▶ [Texte présenté]:

Homélie du Mgr Laurent Ulrich - Funérailles du cardinal André Vingt-Trois, archevêque émérite de Paris, à Notre-Dame de Paris

Mercredi 23 juillet 2025 - Notre-Dame de Paris

Lectures : Osée 11 ; Ps 116 ; 1 Jn 4, 7-13 ; Jn 3, 1-21

Les lectures que nous venons d’entendre ont été choisies de longue date par le Cardinal Vingt-Trois lui-même, avec simplement leur référence inscrite sur une carte de correspondance, ajoutant qu’il ne veut ni éloge funèbre, ni fleurs ni couronnes, sauf une croix fleurie. Je voudrais me tenir à cette demande de ne pas donner un éloge funèbre, mais je ne pourrai pas m’empêcher de dire comment la vie du cardinal a été traversée par la rencontre du Seigneur Jésus, recherchée chaque jour dans la Parole de Dieu et dans la célébration de l’eucharistie et des sacrements, recherchée dans la rencontre pastorale de tous les jours. C’est bien ce que nous devons dire d’un fidèle du Christ au moment où il remet sa vie à Dieu, parce que cette rencontre l’a transformé : le Seigneur a bien tracé un sillon dans sa vie, nous en avons vu la trace.

Ce prêtre de Paris qui fut notre évêque ici pendant douze ans, comme précédemment à Tours pendant six ans, comme il l’était pour les Orientaux catholiques en France qu’il a visités régulièrement, a assez répété qu’il ne suffit jamais que l’on parle, que l’Église parle, que les fidèles parlent de l’Évangile si cela ne se voit pas dans leur vie, si la parole ne les traverse pas au point de les transformer, si les discours ne cèdent pas la place aux actes ! Il attendait des chrétiens une manière de vivre différente et des gestes qui orientent les autres vers cette même rencontre avec le Seigneur. Il n’a certes pas manqué de parler avec courage, sur des sujets où on l’attendait comme les questions familiales, mais aussi sur le respect dû à toute personne fût-elle sans abri, ou étrangère et migrante sur notre sol, et encore sur le sens profond de la laïcité dans notre société publique. Faisant allusion à ces demandes qu’on lui adressait souvent de prendre la parole sur tant de sujets de société, il répliquait à sa façon : « Je ne suis pas sûr que le principal objectif soit de porter une parole. Cela fait belle lurette qu’on la porte, qu’on la renouvelle et qu’on la répète et qu’on la redit à temps et à contretemps. Mais ce n’est pas la parole qui change quelque chose, même si la parole est nécessaire pour avoir accès à l’intelligence des gens. Ce qui change quelque chose, c’est la manière de vivre. [1] »

[Entrées extraites d'une collection]
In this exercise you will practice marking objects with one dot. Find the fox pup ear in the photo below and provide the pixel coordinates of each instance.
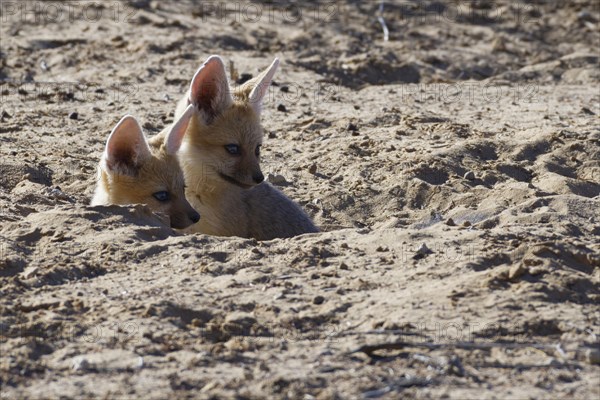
(126, 148)
(175, 136)
(262, 87)
(209, 90)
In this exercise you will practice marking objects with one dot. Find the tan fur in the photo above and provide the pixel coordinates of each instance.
(158, 172)
(241, 208)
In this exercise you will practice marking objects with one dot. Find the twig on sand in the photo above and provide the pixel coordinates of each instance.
(370, 349)
(386, 32)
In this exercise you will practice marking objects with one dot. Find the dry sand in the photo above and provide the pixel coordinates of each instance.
(454, 170)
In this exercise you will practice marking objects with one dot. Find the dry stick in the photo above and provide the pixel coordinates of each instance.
(370, 349)
(386, 32)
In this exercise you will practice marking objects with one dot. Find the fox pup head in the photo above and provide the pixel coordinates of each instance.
(226, 135)
(134, 170)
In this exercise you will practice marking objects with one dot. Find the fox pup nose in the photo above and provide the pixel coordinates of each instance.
(258, 178)
(194, 217)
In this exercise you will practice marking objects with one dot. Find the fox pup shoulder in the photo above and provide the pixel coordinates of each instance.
(135, 170)
(220, 157)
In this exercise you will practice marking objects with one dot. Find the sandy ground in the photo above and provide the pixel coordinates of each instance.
(454, 171)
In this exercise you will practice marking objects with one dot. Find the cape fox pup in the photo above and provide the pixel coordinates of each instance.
(135, 170)
(220, 159)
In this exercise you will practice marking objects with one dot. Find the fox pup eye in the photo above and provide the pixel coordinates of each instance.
(162, 196)
(233, 149)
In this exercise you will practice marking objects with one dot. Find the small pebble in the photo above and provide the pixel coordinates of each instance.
(592, 356)
(244, 77)
(276, 179)
(80, 364)
(517, 271)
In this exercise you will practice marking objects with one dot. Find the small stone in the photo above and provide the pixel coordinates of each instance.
(422, 252)
(592, 356)
(516, 271)
(244, 77)
(80, 364)
(29, 272)
(276, 179)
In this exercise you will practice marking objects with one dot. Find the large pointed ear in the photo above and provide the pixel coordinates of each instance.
(126, 148)
(261, 87)
(175, 137)
(209, 90)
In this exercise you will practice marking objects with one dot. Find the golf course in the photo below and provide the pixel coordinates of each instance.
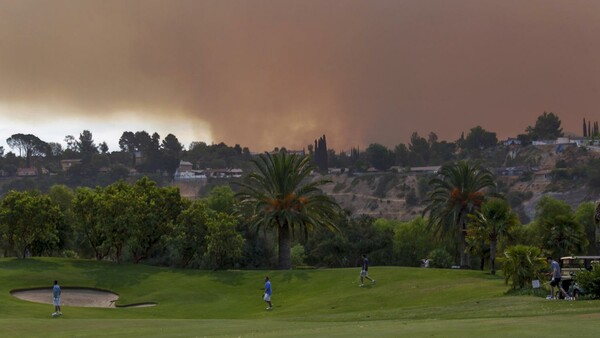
(410, 302)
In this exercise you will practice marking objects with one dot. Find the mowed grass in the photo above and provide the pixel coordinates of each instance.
(410, 302)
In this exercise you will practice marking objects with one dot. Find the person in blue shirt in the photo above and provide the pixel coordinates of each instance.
(268, 292)
(56, 291)
(555, 281)
(364, 272)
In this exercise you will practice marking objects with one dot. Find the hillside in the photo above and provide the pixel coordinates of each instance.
(384, 194)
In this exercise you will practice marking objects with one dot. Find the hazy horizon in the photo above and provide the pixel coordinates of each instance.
(267, 74)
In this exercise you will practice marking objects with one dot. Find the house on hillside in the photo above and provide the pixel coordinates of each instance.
(28, 172)
(185, 166)
(511, 141)
(511, 171)
(542, 176)
(425, 170)
(67, 164)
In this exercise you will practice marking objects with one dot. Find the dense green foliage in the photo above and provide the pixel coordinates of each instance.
(280, 197)
(457, 192)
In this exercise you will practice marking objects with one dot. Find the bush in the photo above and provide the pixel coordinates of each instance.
(522, 264)
(298, 255)
(440, 258)
(590, 281)
(70, 254)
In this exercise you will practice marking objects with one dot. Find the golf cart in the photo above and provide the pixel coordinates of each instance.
(570, 266)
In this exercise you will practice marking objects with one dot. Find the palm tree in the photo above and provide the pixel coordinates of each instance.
(455, 193)
(281, 196)
(494, 220)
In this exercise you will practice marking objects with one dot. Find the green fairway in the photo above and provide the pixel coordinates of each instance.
(323, 303)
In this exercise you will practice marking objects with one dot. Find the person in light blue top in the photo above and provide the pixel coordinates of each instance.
(56, 292)
(268, 292)
(555, 281)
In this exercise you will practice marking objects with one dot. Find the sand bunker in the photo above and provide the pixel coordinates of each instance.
(74, 297)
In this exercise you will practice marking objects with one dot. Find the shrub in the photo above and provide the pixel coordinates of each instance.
(298, 255)
(70, 254)
(522, 264)
(440, 258)
(590, 281)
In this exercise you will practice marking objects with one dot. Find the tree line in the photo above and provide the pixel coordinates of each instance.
(279, 218)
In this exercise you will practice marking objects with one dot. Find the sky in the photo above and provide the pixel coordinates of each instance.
(273, 73)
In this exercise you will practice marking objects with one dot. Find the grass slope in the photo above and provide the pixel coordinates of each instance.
(323, 303)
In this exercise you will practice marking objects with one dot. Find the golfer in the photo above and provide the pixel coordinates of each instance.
(555, 281)
(364, 272)
(268, 292)
(56, 291)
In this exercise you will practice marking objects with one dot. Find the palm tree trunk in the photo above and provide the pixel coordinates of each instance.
(493, 257)
(464, 256)
(285, 255)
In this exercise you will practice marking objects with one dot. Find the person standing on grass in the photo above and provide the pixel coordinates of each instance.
(56, 292)
(268, 292)
(364, 272)
(555, 281)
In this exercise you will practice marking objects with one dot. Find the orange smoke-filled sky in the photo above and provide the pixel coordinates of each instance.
(272, 73)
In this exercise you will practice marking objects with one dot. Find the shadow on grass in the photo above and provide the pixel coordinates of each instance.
(112, 275)
(30, 264)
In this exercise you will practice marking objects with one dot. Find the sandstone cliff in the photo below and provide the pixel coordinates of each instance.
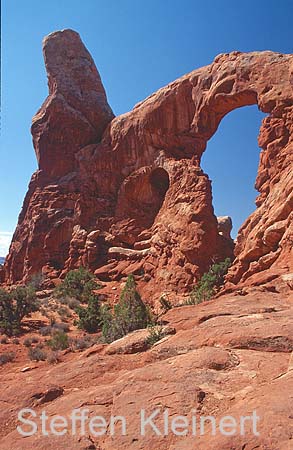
(127, 194)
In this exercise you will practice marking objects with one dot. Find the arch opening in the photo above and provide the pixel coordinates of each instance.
(159, 180)
(231, 162)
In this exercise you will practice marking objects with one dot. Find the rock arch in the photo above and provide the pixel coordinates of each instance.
(170, 129)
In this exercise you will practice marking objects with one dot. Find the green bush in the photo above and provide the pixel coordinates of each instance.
(89, 316)
(77, 284)
(6, 358)
(37, 354)
(209, 282)
(156, 334)
(20, 302)
(59, 341)
(166, 305)
(130, 313)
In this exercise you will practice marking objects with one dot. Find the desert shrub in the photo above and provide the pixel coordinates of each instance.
(46, 331)
(36, 280)
(59, 341)
(27, 342)
(77, 284)
(37, 354)
(130, 313)
(6, 358)
(64, 312)
(54, 357)
(209, 282)
(72, 303)
(156, 334)
(61, 326)
(20, 302)
(89, 317)
(166, 305)
(81, 343)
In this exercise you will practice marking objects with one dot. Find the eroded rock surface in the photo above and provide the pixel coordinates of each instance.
(135, 182)
(230, 356)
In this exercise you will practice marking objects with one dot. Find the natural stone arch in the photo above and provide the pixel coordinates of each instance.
(169, 129)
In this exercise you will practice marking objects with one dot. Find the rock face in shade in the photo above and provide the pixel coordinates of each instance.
(76, 112)
(127, 194)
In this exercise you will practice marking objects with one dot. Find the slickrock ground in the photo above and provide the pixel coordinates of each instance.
(229, 356)
(127, 194)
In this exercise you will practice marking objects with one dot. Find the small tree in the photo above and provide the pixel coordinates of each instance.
(77, 284)
(20, 302)
(129, 314)
(209, 282)
(89, 317)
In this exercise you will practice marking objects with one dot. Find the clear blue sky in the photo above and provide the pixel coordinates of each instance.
(138, 46)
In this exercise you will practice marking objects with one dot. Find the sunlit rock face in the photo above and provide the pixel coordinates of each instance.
(134, 182)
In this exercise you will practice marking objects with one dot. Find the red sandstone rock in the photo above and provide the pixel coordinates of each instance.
(229, 356)
(138, 183)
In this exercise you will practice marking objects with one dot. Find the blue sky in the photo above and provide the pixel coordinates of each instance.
(138, 46)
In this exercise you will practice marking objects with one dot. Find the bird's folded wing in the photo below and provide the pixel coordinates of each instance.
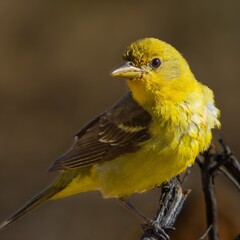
(119, 130)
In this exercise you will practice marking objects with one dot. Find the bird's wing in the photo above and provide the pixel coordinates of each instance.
(119, 130)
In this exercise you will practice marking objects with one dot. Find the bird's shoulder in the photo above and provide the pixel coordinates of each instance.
(118, 130)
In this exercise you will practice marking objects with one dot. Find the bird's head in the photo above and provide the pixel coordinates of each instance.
(155, 71)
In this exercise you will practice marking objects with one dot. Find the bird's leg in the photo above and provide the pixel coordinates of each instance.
(125, 202)
(150, 224)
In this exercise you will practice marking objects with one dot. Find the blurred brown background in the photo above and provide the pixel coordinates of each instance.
(55, 60)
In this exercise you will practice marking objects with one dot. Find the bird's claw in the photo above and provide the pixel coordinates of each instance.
(159, 231)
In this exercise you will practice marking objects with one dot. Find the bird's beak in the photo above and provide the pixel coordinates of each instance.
(126, 70)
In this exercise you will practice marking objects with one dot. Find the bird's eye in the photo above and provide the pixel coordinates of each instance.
(155, 63)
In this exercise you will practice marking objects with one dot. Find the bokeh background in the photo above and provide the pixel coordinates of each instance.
(55, 60)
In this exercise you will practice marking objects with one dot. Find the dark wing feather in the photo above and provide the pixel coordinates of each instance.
(117, 131)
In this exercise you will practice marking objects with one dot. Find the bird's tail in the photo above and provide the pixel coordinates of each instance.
(35, 202)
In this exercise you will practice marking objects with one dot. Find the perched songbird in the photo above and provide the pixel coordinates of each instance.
(150, 135)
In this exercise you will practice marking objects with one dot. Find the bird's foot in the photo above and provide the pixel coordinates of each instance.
(157, 229)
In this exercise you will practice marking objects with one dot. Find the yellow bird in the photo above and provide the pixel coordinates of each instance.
(150, 135)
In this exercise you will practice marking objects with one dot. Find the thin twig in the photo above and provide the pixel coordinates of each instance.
(170, 205)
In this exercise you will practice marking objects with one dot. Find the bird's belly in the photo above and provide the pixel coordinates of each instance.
(138, 172)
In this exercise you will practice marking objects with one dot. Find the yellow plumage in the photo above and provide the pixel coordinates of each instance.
(153, 133)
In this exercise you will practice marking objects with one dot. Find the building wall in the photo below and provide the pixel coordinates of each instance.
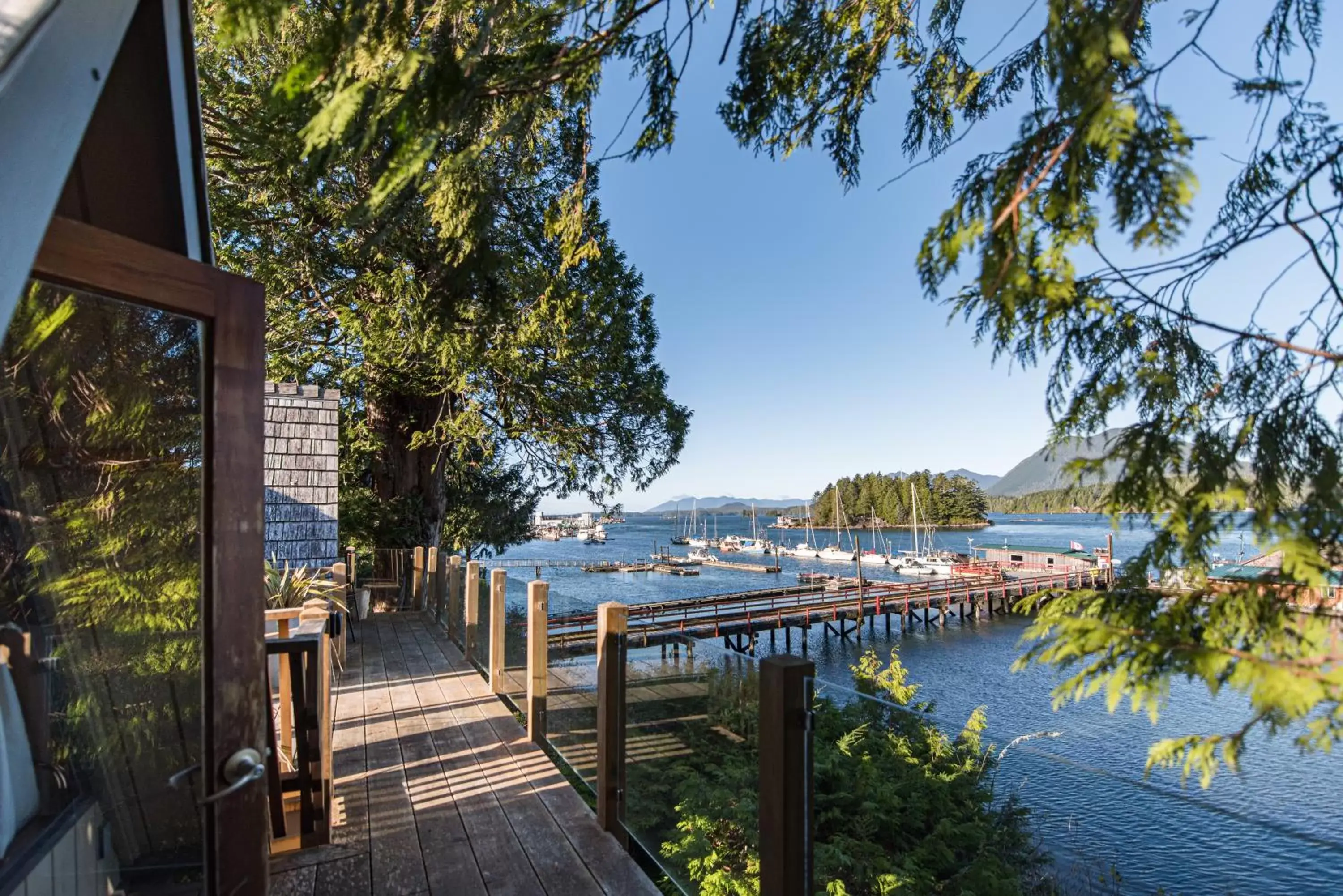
(1037, 559)
(303, 438)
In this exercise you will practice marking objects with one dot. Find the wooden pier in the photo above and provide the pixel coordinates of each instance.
(841, 612)
(744, 567)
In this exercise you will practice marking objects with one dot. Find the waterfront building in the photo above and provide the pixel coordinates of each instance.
(1033, 557)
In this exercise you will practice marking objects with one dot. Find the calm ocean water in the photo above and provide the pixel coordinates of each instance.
(1274, 829)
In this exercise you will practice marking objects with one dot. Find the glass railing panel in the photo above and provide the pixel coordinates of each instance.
(571, 714)
(692, 759)
(515, 637)
(481, 655)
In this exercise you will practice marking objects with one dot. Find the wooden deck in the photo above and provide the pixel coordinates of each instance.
(440, 789)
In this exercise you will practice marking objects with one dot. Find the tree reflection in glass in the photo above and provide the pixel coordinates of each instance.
(101, 498)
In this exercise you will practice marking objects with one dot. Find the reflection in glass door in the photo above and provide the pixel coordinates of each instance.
(101, 558)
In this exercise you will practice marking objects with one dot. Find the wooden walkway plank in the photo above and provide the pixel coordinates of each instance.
(442, 793)
(450, 863)
(614, 870)
(499, 853)
(398, 866)
(558, 870)
(350, 876)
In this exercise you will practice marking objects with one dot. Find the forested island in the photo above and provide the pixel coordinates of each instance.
(1083, 499)
(943, 500)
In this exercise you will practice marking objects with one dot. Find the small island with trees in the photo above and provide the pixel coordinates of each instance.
(950, 502)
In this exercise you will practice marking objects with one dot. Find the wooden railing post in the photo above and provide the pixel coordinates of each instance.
(287, 695)
(612, 623)
(499, 588)
(786, 776)
(418, 580)
(454, 597)
(472, 596)
(433, 580)
(538, 659)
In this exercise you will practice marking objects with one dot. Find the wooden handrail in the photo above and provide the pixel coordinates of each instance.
(301, 796)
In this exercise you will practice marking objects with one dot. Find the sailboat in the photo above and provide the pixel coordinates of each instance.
(922, 559)
(755, 545)
(806, 549)
(834, 551)
(703, 539)
(677, 538)
(875, 557)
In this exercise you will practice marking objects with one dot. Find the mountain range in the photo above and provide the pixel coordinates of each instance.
(1047, 468)
(724, 504)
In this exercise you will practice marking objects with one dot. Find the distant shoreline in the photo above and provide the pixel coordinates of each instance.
(902, 526)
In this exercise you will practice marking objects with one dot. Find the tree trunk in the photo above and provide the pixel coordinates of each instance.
(414, 476)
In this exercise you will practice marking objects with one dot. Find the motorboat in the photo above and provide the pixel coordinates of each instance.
(911, 565)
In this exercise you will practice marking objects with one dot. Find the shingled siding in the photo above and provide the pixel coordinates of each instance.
(303, 435)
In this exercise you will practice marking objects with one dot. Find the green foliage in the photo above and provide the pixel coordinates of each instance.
(899, 805)
(287, 589)
(1088, 498)
(942, 500)
(101, 496)
(453, 278)
(1068, 245)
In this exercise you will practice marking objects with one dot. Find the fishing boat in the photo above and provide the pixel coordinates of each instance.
(595, 535)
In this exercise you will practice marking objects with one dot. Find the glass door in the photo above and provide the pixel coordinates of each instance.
(131, 553)
(103, 446)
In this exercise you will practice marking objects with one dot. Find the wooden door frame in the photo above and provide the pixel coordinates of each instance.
(233, 313)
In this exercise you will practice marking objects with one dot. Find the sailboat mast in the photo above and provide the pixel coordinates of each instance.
(914, 515)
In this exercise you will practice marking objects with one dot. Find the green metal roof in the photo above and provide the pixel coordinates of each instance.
(1241, 573)
(1036, 549)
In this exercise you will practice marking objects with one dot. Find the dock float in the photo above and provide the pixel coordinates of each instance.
(744, 567)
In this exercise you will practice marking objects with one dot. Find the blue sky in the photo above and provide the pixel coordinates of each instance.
(791, 319)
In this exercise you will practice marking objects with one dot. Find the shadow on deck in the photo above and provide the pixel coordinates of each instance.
(440, 792)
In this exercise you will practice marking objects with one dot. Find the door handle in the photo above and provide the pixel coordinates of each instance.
(242, 769)
(175, 781)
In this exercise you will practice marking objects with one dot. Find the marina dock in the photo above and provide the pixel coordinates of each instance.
(744, 567)
(740, 617)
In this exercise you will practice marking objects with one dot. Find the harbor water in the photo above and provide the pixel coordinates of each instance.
(1276, 828)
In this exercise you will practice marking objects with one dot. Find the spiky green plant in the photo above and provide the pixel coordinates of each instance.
(287, 588)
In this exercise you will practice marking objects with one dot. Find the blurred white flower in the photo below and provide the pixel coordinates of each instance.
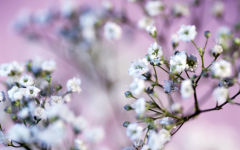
(154, 8)
(221, 69)
(220, 94)
(187, 33)
(112, 31)
(186, 88)
(73, 85)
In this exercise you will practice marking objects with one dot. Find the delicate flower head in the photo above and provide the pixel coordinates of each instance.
(178, 62)
(186, 88)
(221, 69)
(137, 86)
(154, 8)
(155, 54)
(73, 85)
(220, 94)
(138, 68)
(32, 92)
(26, 80)
(139, 106)
(134, 131)
(112, 31)
(187, 33)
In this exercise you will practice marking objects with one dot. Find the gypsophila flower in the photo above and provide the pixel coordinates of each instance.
(26, 80)
(186, 88)
(178, 62)
(73, 85)
(155, 54)
(187, 33)
(154, 8)
(138, 68)
(220, 94)
(19, 133)
(221, 69)
(216, 50)
(137, 86)
(32, 92)
(134, 131)
(180, 10)
(139, 106)
(112, 31)
(169, 86)
(16, 93)
(2, 96)
(152, 30)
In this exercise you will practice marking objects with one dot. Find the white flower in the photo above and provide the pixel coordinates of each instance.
(178, 62)
(158, 140)
(187, 33)
(180, 10)
(79, 145)
(32, 92)
(221, 69)
(155, 53)
(94, 135)
(137, 86)
(39, 112)
(152, 30)
(186, 88)
(2, 96)
(217, 49)
(220, 94)
(48, 65)
(139, 106)
(112, 31)
(138, 68)
(154, 8)
(144, 22)
(134, 131)
(19, 133)
(26, 80)
(73, 85)
(16, 93)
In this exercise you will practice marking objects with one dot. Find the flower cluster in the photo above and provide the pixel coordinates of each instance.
(38, 108)
(159, 118)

▶ [Exercices à faire]:
• a. Dressez la liste complète des références des lectures indiquées en tête de l'homélie.
• b. Repérez dans le listing chaque ligne contenant le mot « dock » et recopiez-la intégralement.

▶ [Réponses par exercice]:
• a. Osée 11 ; Ps 116 ; 1 Jn 4, 7-13 ; Jn 3, 1-21

• b.
In this exercise you will practice marking objects with one dot. Find the dock float in the photo above and provide the pixel coordinates of each instance.
In this exercise you will practice marking objects with one dot. Find the marina dock in the photo above and provide the pixel coordinates of each instance.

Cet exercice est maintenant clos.